What did you leave us with?
A conversation between Andrew Freeman & Heather M. O’Brien


Los Angeles, February 2014
This text was included in I, a publication printed in conjunction with I scarcely have the right to use this ghostly verb, an exhibition at The New School, NYC.


Andrew Freeman: Are those slides from your grandfather’s collection?


Heather M. O’Brien: Yes, the whole archive is here in my studio. I’m also interested in the meticulous flying records my grandfather made and the pilot manuals he saved. The drawings of the takeoff and landing pads are really beautiful. I suppose I have been asking the question “What does it mean to mine histories of war that we didn’t experience ourselves?” This is particularly interesting to me in the present moment here in the U.S. as we live through a different war. I’m fascinated by your recent work and your ability to get to some ideas around air war––was it your father’s experience?

* [GOALS]
1) Copy the interview word for word, from "Andrew Freeman: Are" to "your father’s experience?".
2) Answer these questions from the interview:
(a) What place and date are given for the interview?
(b) Where was the exhibition held?
(c) Besides flying records, what did O'Brien's grandfather save?

* [RAW DATA]
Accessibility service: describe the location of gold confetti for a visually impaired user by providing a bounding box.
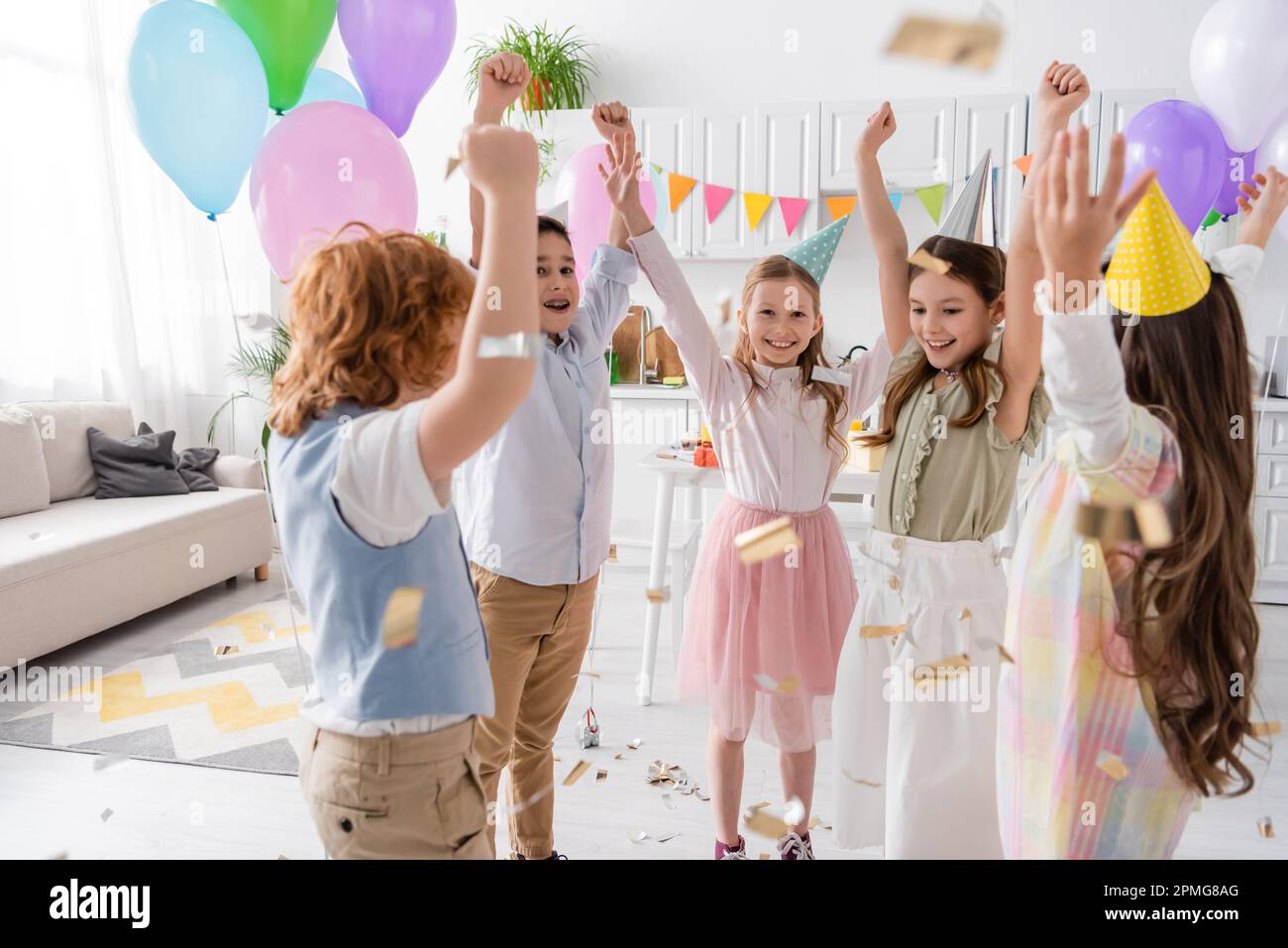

* [FULL SOLUTIONS]
1)
Andrew Freeman: Are those slides from your grandfather’s collection?


Heather M. O’Brien: Yes, the whole archive is here in my studio. I’m also interested in the meticulous flying records my grandfather made and the pilot manuals he saved. The drawings of the takeoff and landing pads are really beautiful. I suppose I have been asking the question “What does it mean to mine histories of war that we didn’t experience ourselves?” This is particularly interesting to me in the present moment here in the U.S. as we live through a different war. I’m fascinated by your recent work and your ability to get to some ideas around air war––was it your father’s experience?

2)
(a) Los Angeles, February 2014
(b) The New School, NYC
(c) Pilot manuals